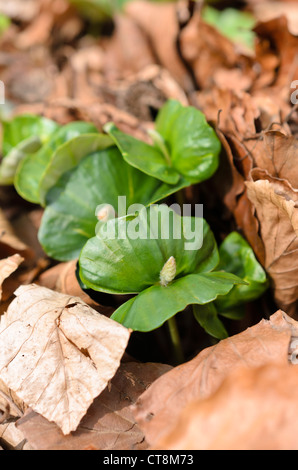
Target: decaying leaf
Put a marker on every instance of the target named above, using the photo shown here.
(276, 202)
(109, 423)
(253, 409)
(7, 267)
(157, 409)
(279, 156)
(57, 354)
(13, 438)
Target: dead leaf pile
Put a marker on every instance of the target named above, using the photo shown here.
(66, 382)
(57, 354)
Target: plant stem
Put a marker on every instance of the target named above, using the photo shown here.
(176, 341)
(180, 198)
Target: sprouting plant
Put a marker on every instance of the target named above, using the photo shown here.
(167, 272)
(184, 146)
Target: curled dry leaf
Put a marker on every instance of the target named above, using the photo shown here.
(279, 156)
(154, 19)
(252, 410)
(276, 204)
(57, 354)
(13, 438)
(7, 267)
(213, 57)
(109, 423)
(158, 409)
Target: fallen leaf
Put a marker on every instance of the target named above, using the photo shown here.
(275, 202)
(109, 423)
(7, 267)
(62, 278)
(128, 51)
(214, 58)
(13, 438)
(279, 156)
(154, 19)
(57, 354)
(158, 409)
(252, 410)
(266, 11)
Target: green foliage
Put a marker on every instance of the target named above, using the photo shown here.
(237, 257)
(185, 146)
(100, 10)
(32, 168)
(69, 219)
(115, 263)
(234, 24)
(73, 170)
(22, 136)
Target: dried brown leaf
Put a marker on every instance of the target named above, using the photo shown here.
(157, 410)
(279, 156)
(154, 19)
(109, 423)
(253, 409)
(57, 354)
(7, 267)
(276, 204)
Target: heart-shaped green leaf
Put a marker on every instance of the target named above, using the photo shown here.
(33, 167)
(155, 305)
(117, 262)
(207, 316)
(100, 178)
(68, 156)
(22, 136)
(151, 255)
(184, 146)
(237, 257)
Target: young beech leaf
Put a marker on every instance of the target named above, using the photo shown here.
(118, 262)
(237, 257)
(57, 353)
(33, 167)
(234, 24)
(184, 146)
(207, 317)
(70, 217)
(68, 156)
(22, 136)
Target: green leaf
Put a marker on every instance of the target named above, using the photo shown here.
(100, 178)
(184, 146)
(236, 256)
(32, 169)
(157, 304)
(22, 136)
(100, 10)
(115, 263)
(143, 156)
(68, 156)
(234, 24)
(207, 316)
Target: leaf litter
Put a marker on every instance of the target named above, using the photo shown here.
(63, 388)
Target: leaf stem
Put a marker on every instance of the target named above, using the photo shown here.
(176, 341)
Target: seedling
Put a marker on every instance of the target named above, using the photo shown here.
(165, 276)
(184, 146)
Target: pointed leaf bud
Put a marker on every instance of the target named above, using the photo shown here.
(168, 272)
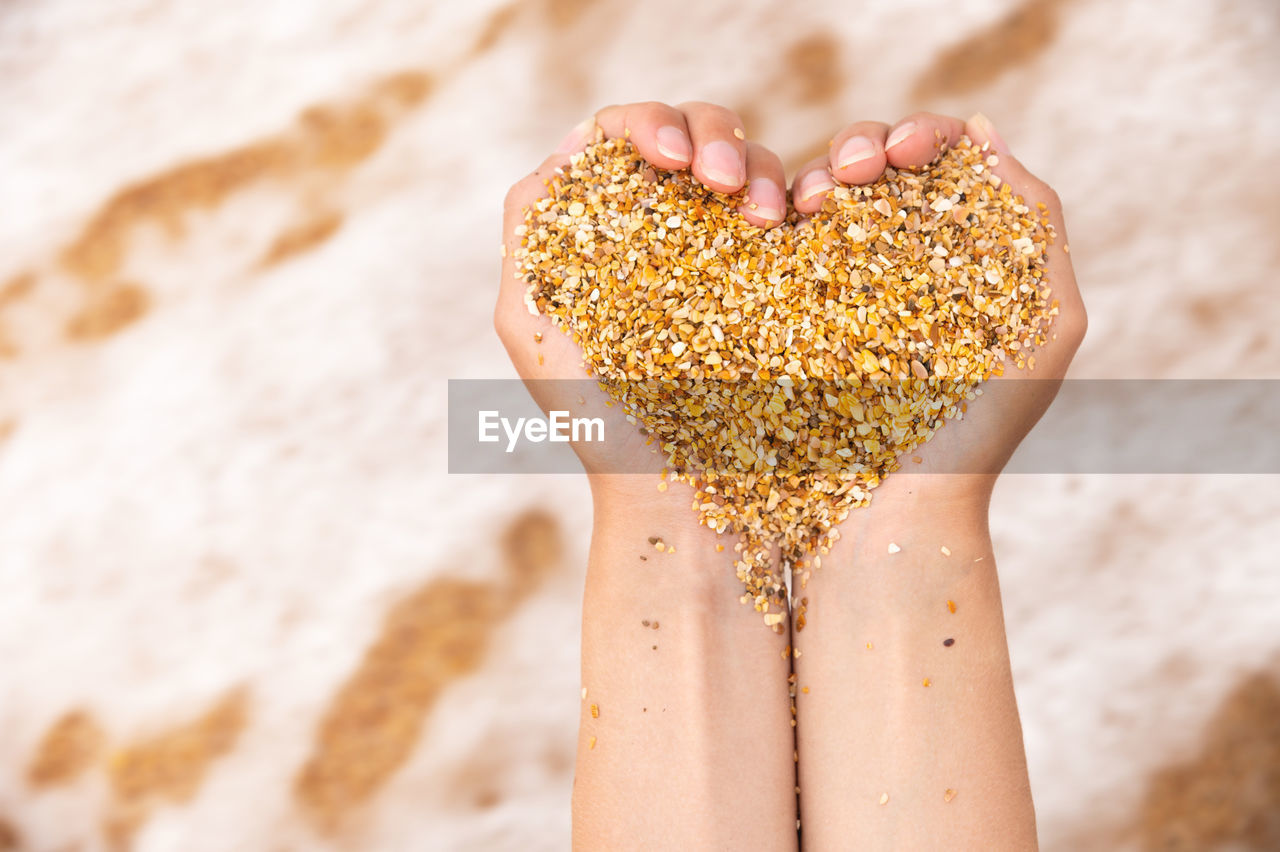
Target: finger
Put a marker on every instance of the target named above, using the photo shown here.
(1072, 321)
(766, 205)
(812, 184)
(720, 147)
(658, 132)
(919, 138)
(858, 152)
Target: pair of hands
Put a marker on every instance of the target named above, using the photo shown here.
(711, 141)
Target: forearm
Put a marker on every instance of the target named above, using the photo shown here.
(909, 734)
(685, 737)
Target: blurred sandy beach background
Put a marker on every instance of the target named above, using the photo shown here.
(245, 244)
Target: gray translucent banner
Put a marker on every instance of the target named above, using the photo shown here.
(1093, 426)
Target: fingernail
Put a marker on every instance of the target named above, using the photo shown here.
(988, 129)
(816, 183)
(577, 137)
(767, 198)
(900, 134)
(673, 143)
(855, 150)
(722, 164)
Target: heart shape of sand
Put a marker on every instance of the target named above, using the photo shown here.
(786, 371)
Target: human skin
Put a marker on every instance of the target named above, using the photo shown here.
(693, 745)
(868, 725)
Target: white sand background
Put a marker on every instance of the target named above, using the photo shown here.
(234, 489)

### AIM OF THE TASK
Convert every line of the records above into a Markdown table with two columns, No. for the row number and Line for the text, skipping blank lines. Leave the pictures out of the table.

### ANSWER FOR THE TASK
| No. | Line |
|---|---|
| 1 | Target: decaying leaf |
| 2 | Put a marker on every instance of the target named above, using the photo shown here. |
| 3 | (276, 202) |
| 4 | (109, 423) |
| 5 | (253, 409) |
| 6 | (7, 267) |
| 7 | (157, 409) |
| 8 | (279, 156) |
| 9 | (57, 354) |
| 10 | (13, 438) |
| 11 | Target: dead leaf pile |
| 12 | Put a marker on every instance of the target named above, using the photo shown here. |
| 13 | (66, 382) |
| 14 | (57, 354) |
| 15 | Target: plant stem |
| 16 | Put a marker on every instance of the target named above, using the photo shown here. |
| 17 | (176, 341) |
| 18 | (180, 198) |
| 19 | Target: sprouting plant |
| 20 | Put a marker on every instance of the target named above, using the photo shown here. |
| 21 | (167, 272) |
| 22 | (184, 146) |
| 23 | Target: curled dry leaf |
| 24 | Put a marker on every instance of the target named above, using the photo shown here. |
| 25 | (279, 156) |
| 26 | (154, 19) |
| 27 | (252, 410) |
| 28 | (276, 204) |
| 29 | (57, 354) |
| 30 | (13, 438) |
| 31 | (7, 267) |
| 32 | (213, 57) |
| 33 | (109, 423) |
| 34 | (158, 409) |
| 35 | Target: fallen leaf |
| 36 | Put a marker on every instance of the target named above, using the photo shown here. |
| 37 | (275, 202) |
| 38 | (109, 423) |
| 39 | (7, 267) |
| 40 | (62, 278) |
| 41 | (128, 51) |
| 42 | (214, 58) |
| 43 | (13, 438) |
| 44 | (279, 156) |
| 45 | (154, 19) |
| 46 | (57, 354) |
| 47 | (158, 409) |
| 48 | (252, 410) |
| 49 | (266, 11) |
| 50 | Target: green foliage |
| 51 | Put a marker on every instance of the target named above, using the photo shown here. |
| 52 | (237, 257) |
| 53 | (185, 146) |
| 54 | (100, 10) |
| 55 | (32, 168) |
| 56 | (69, 219) |
| 57 | (115, 263) |
| 58 | (234, 24) |
| 59 | (73, 170) |
| 60 | (22, 136) |
| 61 | Target: dried brown leaf |
| 62 | Put a marker on every instance of the target named above, using the photo shown here. |
| 63 | (157, 410) |
| 64 | (279, 156) |
| 65 | (154, 19) |
| 66 | (109, 423) |
| 67 | (253, 409) |
| 68 | (57, 354) |
| 69 | (7, 267) |
| 70 | (276, 204) |
| 71 | Target: heart-shaped green leaf |
| 72 | Put a marker on every instance of the target named above, using the photo shown here. |
| 73 | (33, 167) |
| 74 | (155, 305) |
| 75 | (117, 262) |
| 76 | (207, 316) |
| 77 | (100, 178) |
| 78 | (68, 156) |
| 79 | (22, 136) |
| 80 | (151, 255) |
| 81 | (184, 146) |
| 82 | (237, 257) |
| 83 | Target: young beech leaf |
| 84 | Put a marker on every instance of the target named above, using the photo shown here. |
| 85 | (118, 262) |
| 86 | (237, 257) |
| 87 | (57, 353) |
| 88 | (33, 167) |
| 89 | (234, 24) |
| 90 | (184, 146) |
| 91 | (207, 317) |
| 92 | (70, 217) |
| 93 | (68, 156) |
| 94 | (22, 136) |
| 95 | Target: green leaf |
| 96 | Put a marker on every instance of the target named above, using the photo shown here. |
| 97 | (100, 178) |
| 98 | (184, 146) |
| 99 | (236, 256) |
| 100 | (32, 169) |
| 101 | (157, 304) |
| 102 | (22, 136) |
| 103 | (100, 10) |
| 104 | (115, 263) |
| 105 | (143, 156) |
| 106 | (68, 156) |
| 107 | (234, 24) |
| 108 | (207, 316) |
| 109 | Target: leaf litter |
| 110 | Put a marker on every instance of the target named above, using the photo shown here. |
| 111 | (63, 388) |
| 112 | Target: leaf stem |
| 113 | Put a marker on every instance of the target named above, using the photo shown here. |
| 114 | (176, 341) |
| 115 | Target: seedling |
| 116 | Put a marker on every instance of the target named above, using the photo shown here. |
| 117 | (165, 276) |
| 118 | (184, 146) |
| 119 | Target: pointed leaf bud |
| 120 | Put a marker on every instance of the target named above, using the photo shown here. |
| 121 | (168, 272) |
| 122 | Target: finger |
| 123 | Put a marker on every instance of the target named above, using the photo shown here. |
| 124 | (1072, 321) |
| 125 | (766, 205) |
| 126 | (812, 184) |
| 127 | (720, 147) |
| 128 | (658, 132) |
| 129 | (919, 138) |
| 130 | (858, 152) |
| 131 | Target: pair of hands |
| 132 | Put a marker on every instance of the target named above, using the photo shown here. |
| 133 | (711, 141) |
| 134 | Target: forearm |
| 135 | Put a marker on every instance of the target named above, using the photo shown here. |
| 136 | (909, 734) |
| 137 | (685, 737) |
| 138 | Target: blurred sandy beach background |
| 139 | Put a marker on every instance of the target named above, using the photo shown here. |
| 140 | (245, 244) |
| 141 | Target: gray translucent banner |
| 142 | Put a marker on every instance of the target named above, using the photo shown here. |
| 143 | (1093, 426) |
| 144 | Target: fingernail |
| 145 | Put a marker on every instance of the target named above, using the photo shown here. |
| 146 | (988, 129) |
| 147 | (816, 183) |
| 148 | (577, 137) |
| 149 | (767, 198) |
| 150 | (900, 134) |
| 151 | (673, 143) |
| 152 | (855, 150) |
| 153 | (722, 164) |
| 154 | Target: heart shape of sand |
| 155 | Put a marker on every instance of the target named above, using the photo shown here. |
| 156 | (786, 371) |
| 157 | Target: human skin |
| 158 | Put a marker on every instance of the target named above, using the photo shown here. |
| 159 | (693, 745) |
| 160 | (868, 725) |
| 161 | Target: white sand background |
| 162 | Put a marker on every instance of the target named above, using the photo shown here. |
| 163 | (234, 489) |